▶ _Excerpt to read_:
# AMS516 Homework 1. Continuous-time stochastic linear quadratic regulators (LQR)

## Juan Perez Osorio

# **1. An infinite-horizon discounted stochastic LQR problem**

Consider the following continuous-time dynamics:

$$dx_t = (Ax_t + Bu_t)dt + Gdw_t$$

where:

* $x_t \in \mathbb{R}^n$ is the state vector
* $u_t \in \mathbb{R}^m$ is the control input
* $w_t$ is a standard $r$-dimensional Wiener process
* $G \in \mathbb{R}^{n \times r}$ is the noise gain matrix

The discounted quadratic cost is given by:

$$J(x_0; u) = \mathbb{E}\left[ \int_0^\infty e^{-\rho t}(x_t^\intercal Q x_t + u_t^\intercal R u_t) dt \right]$$

with:

* Discount rate $\rho > 0$
* $Q \geq 0$ (positive semidefinite)
* $R \geq 0$ (positive semidefinite)

The goal is to find optimal feedback control $u_t = -Kx_t$ minimizing $J$.

The Hamilton-Jacobi-Bellman (HJB) equation for the discounted cost is:

$$\rho V(x) = \min_u \left\{x^\intercal Q x + u^\intercal R u + \nabla V(x)^\intercal (Ax + Bu) + \frac{1}{2} \text{tr}(GG^\intercal \nabla^2 V) \right\}$$

The value function $V(x)$ and the optimal control $u$ have the form:

$$V(x) = x^\intercal P x + c$$
$$u = -R^{-1} B^\intercal P x$$

Moreover, $P$ satisfies the discounted continuous algebraic Riccati equation (CARE)

$$A^\intercal P + PA - P B R^{-1} B^\intercal P + Q - \rho P = 0$$

and $c$ is given by:

$$c = \frac{\operatorname{tr}(G G^T P)}{\rho}.$$

Consider the problem with the following parameters:

$$
\rho = 0.1, \quad A = \begin{bmatrix} 0 & 1 \\ -2 & -3 \end{bmatrix}, \quad B = \begin{bmatrix} 0 \\ 1 \end{bmatrix}, \quad G = \begin{bmatrix} 0.1 & 0 \\ 0 & 0.1 \end{bmatrix}, \quad Q = \begin{bmatrix} 1 & 0 \\ 0 & 1 \end{bmatrix}, \quad R = [1].
$$

(a). Use the analytical result above to compute the value function $V(x)$ and optimal control $u$ (see the sample code in Appendix 1)

In [1]:
import numpy as np
import math
import matplotlib.pyplot as plt
from scipy.linalg import solve_continuous_are, solve_lyapunov, eigvals

In [10]:
rho: float = 0.1

A = np.array([[0, 1], [-2, -3]])
B = np.array([[0], [1]])
G = np.array([[0.1, 0], [0, 0.1]])
Q = np.array([[1, 0], [0, 1]])
R = np.array([[1]])

▶ _Extracted entries_:
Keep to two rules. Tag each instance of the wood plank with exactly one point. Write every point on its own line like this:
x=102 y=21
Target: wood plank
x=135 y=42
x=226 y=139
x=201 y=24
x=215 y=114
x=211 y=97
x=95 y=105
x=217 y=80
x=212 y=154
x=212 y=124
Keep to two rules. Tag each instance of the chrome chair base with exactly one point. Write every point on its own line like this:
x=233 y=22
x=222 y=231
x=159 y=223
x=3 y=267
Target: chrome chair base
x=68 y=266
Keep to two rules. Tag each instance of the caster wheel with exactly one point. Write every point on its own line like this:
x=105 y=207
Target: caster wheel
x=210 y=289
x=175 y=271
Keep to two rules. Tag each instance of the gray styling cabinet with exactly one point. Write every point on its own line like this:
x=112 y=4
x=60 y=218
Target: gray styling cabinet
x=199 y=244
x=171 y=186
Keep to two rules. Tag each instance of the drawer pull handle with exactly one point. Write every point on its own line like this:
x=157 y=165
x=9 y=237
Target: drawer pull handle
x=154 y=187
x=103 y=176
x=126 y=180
---
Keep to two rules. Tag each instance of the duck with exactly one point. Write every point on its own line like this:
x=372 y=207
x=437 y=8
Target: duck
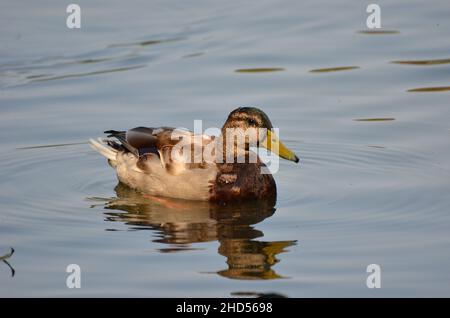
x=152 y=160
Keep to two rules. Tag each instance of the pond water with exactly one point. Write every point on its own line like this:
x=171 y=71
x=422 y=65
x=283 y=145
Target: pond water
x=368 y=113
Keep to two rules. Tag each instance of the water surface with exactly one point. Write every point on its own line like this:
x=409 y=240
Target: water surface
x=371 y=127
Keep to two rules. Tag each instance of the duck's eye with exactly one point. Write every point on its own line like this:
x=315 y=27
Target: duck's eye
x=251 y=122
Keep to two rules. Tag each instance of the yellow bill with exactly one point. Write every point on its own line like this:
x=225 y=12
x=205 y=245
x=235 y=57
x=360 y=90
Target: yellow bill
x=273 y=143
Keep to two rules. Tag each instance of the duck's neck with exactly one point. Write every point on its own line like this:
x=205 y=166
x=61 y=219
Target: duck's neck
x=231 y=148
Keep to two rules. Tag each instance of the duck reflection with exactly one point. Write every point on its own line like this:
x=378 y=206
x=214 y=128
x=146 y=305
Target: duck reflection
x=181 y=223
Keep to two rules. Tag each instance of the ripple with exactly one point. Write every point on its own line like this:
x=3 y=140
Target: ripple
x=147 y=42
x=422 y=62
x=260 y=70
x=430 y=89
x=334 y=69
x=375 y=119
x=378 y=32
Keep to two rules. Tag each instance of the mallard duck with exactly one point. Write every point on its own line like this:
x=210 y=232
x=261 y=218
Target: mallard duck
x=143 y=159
==
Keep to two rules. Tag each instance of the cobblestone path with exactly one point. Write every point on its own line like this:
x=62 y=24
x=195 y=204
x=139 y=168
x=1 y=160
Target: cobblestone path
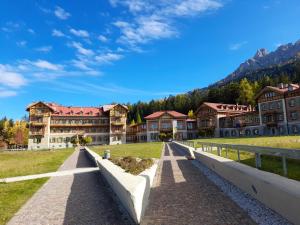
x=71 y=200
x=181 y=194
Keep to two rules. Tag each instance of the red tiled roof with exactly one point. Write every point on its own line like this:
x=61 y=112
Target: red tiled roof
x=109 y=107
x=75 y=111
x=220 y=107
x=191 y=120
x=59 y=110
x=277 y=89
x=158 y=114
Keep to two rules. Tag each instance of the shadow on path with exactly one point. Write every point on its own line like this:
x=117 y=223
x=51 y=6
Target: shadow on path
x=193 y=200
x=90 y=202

▶ _Aim of the task_: Please copy the LQR homework word for word, starting at "(a). Use the" and ending at "np.array([[0.1, 0], [0, 0.1]])". The entries come from a separate source.

▶ _Result of this task_:
(a). Use the analytical result above to compute the value function $V(x)$ and optimal control $u$ (see the sample code in Appendix 1)

In [1]:
import numpy as np
import math
import matplotlib.pyplot as plt
from scipy.linalg import solve_continuous_are, solve_lyapunov, eigvals

In [10]:
rho: float = 0.1

A = np.array([[0, 1], [-2, -3]])
B = np.array([[0], [1]])
G = np.array([[0.1, 0], [0, 0.1]])